-- SET TASKS --
**A.** In the CIPAA appeals text, rewrite the paragraph beginning "This case concerned a construction contract" as a short bulleted list that keeps its main facts.
**B.** Translate this sentence from the CIPAA appeals text into Spanish: "The appellant subsequently commenced adjudication proceedings against the respondent and an adjudication decision was delivered in favour of the appellant."
**C.** Pick up the CIPAA appeals text after its final sentence and continue it.

-- PAGE TEXT --
----

The following noteworthy appeals marked the beginning of a dramatic departure from the retrospective effect of the CIPAA observed since its enactment in April 2014:
This case concerned a construction contract entered into between the appellant (a subcontractor) and the respondent (the main contractor) in 2011, prior to the enactment of the CIPAA. The contract included a conditional payment clause, allowing the respondent to withhold payment from the appellant until the respondent received the related progress payments from the employer. It was undisputed that the parties had agreed and complied with the mode of payment under the conditional payment clause. Unfortunately, the employer spiralled into liquidation, which brought payments between the respondent and the appellant to a standstill.
The appellant subsequently commenced adjudication proceedings against the respondent and an adjudication decision was delivered in favour of the appellant.
In 2016 the high court, in deciding to enforce the adjudication decision on application by the appellant, held that the conditional payment clause in the construction contract – wherein payment from the respondent to the appellant was conditioned on the respondent having received payment from the employer – was prohibited by virtue of Section 35 of the CIPAA. In arriving at its decision, the high court relied on the legal proposition in UDA Holdings Bhd v Bisraya Construction Sdn Bhd ( 11 MLJ 499) that the CIPAA, including Section 35, applied retrospectively to all construction contracts or disputes regardless of whether the construction contracts were made or the disputes arose before or after the enforcement date of the CIPAA.

----

-- MATERIAL --
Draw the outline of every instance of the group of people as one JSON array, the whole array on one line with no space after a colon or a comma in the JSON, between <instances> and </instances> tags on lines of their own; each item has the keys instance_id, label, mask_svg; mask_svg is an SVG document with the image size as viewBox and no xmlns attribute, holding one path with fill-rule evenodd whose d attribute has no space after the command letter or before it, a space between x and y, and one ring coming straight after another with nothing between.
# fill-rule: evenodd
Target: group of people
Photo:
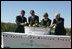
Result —
<instances>
[{"instance_id":1,"label":"group of people","mask_svg":"<svg viewBox=\"0 0 72 49\"><path fill-rule=\"evenodd\" d=\"M35 11L30 11L31 16L28 17L28 23L27 18L25 17L25 11L22 10L19 16L16 16L16 23L17 27L15 32L21 32L25 33L24 26L44 26L44 27L50 27L51 26L51 19L48 18L48 13L45 13L43 15L43 19L41 20L41 24L39 23L39 16L35 15ZM64 19L60 17L60 13L57 13L55 15L55 19L53 20L53 25L55 24L55 35L65 35L66 31L64 29Z\"/></svg>"}]
</instances>

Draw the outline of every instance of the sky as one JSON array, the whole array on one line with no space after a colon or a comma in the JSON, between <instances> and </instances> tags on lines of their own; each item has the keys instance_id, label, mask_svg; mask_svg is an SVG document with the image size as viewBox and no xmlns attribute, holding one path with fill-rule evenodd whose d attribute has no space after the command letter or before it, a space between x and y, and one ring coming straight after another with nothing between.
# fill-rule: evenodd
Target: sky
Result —
<instances>
[{"instance_id":1,"label":"sky","mask_svg":"<svg viewBox=\"0 0 72 49\"><path fill-rule=\"evenodd\" d=\"M34 10L40 21L47 12L52 22L55 13L61 13L64 26L71 28L71 1L1 1L1 22L16 23L16 16L20 15L21 10L25 10L27 19L30 10Z\"/></svg>"}]
</instances>

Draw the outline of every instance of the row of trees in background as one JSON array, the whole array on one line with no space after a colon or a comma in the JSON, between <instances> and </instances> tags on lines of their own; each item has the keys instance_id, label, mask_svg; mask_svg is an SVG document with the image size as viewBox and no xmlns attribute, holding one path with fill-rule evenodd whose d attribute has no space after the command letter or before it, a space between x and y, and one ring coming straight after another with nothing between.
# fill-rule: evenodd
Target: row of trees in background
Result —
<instances>
[{"instance_id":1,"label":"row of trees in background","mask_svg":"<svg viewBox=\"0 0 72 49\"><path fill-rule=\"evenodd\" d=\"M3 23L3 22L1 22L1 32L14 32L15 29L16 29L15 23ZM65 29L67 31L67 35L71 35L71 28L65 28Z\"/></svg>"}]
</instances>

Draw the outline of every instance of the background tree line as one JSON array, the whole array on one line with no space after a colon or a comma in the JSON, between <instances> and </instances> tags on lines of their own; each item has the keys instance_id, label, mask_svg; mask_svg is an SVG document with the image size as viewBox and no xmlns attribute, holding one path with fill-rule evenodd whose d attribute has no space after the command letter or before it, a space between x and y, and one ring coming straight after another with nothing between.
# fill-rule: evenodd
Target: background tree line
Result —
<instances>
[{"instance_id":1,"label":"background tree line","mask_svg":"<svg viewBox=\"0 0 72 49\"><path fill-rule=\"evenodd\" d=\"M1 22L1 32L15 32L15 29L16 29L16 24L15 23ZM65 29L67 31L66 35L71 36L71 28L65 28ZM52 31L54 31L54 28L53 28Z\"/></svg>"}]
</instances>

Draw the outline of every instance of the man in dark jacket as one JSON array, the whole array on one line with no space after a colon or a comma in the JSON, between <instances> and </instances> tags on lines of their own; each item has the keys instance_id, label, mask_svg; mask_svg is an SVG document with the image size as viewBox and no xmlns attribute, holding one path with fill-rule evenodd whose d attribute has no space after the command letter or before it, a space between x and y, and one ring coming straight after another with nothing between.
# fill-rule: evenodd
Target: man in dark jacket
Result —
<instances>
[{"instance_id":1,"label":"man in dark jacket","mask_svg":"<svg viewBox=\"0 0 72 49\"><path fill-rule=\"evenodd\" d=\"M25 11L22 10L21 15L16 16L17 27L16 27L15 32L25 33L24 26L27 23L27 19L26 19L26 17L24 17L24 15L25 15Z\"/></svg>"},{"instance_id":2,"label":"man in dark jacket","mask_svg":"<svg viewBox=\"0 0 72 49\"><path fill-rule=\"evenodd\" d=\"M55 17L56 18L53 20L53 24L56 24L55 35L65 35L64 19L60 17L60 13L57 13Z\"/></svg>"},{"instance_id":3,"label":"man in dark jacket","mask_svg":"<svg viewBox=\"0 0 72 49\"><path fill-rule=\"evenodd\" d=\"M39 17L35 15L34 10L30 11L31 16L28 18L29 26L38 26L39 25Z\"/></svg>"},{"instance_id":4,"label":"man in dark jacket","mask_svg":"<svg viewBox=\"0 0 72 49\"><path fill-rule=\"evenodd\" d=\"M45 13L43 17L44 18L41 21L41 26L49 27L51 25L51 20L48 18L48 13Z\"/></svg>"}]
</instances>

----

-- ANSWERS GIVEN --
**A.**
- In 2011, before the CIPAA was enacted, the appellant (a subcontractor) and the respondent (the main contractor) entered into a construction contract.
- A conditional payment clause let the respondent withhold payment from the appellant until the respondent received the related progress payments from the employer.
- It was undisputed that both parties had agreed to and complied with this payment mode.
- The employer went into liquidation, and payments between the respondent and the appellant stopped.

**B.** Posteriormente, el apelante inició un procedimiento de adjudicación contra el recurrido, y se dictó una decisión de adjudicación a favor del apelante.

**C.**
However, in 2018 the Court of Appeal found that there was no express provision in the CIPAA excluding or including construction contracts made prior to the commencement of the CIPAA. The Court of Appeal affirmed the trite legal position that unless there are clear words in the legislation to the contrary, any legislation affecting the substantive rights of parties must be given prospective effect. In the same vein, the Court of Appeal found that the CIPAA was a law relating to a substantive right.
The Federal Court, in affirming the Court of Appeal's decision, unanimously ruled that the CIPAA operated prospectively as there was no evidence that Parliament had expressly intended for it to be applied retrospectively. It was held that the CIPAA was a law which affected parties' substantive rights as it provided an avenue for claimants to claim for contractual debts due and owing to them. In the context of Section 35 of the CIPAA, the prohibition on conditional payment clauses stipulated therein affected parties' substantive rights to enforce an agreed conditional payment clause. Therefore, the Federal Court concluded that Section 35 of the CIPAA could not apply retrospectively to deprive parties of those substantive rights without a clear legislative intention to that effect.
This case was decided alongside Jack-In Pile. Similarly, the question of law for determination by the Federal Court was whether the CIPAA as a whole affected parties' substantive rights and hence was prospective in effect. In Ireka, the subcontracts between the appellant and the respondent had been entered into prior to the enactment of the CIPAA. Under these subcontracts, the appellant had the right to set off any claims made by the respondent. The appellant contended that its substantive right to raise any set-offs had existed before the CIPAA came into force and, as such, the CIPAA could not apply retrospectively to extinguish the appellant's substantive right.
The Federal Court found that the clause in the construction contracts providing for the right to raise cross-contract set-offs was a substantive right which the parties had acquired pursuant to their agreement before the CIPAA came into force. Therefore, the CIPAA could not apply retrospectively to strip away the parties' substantive rights.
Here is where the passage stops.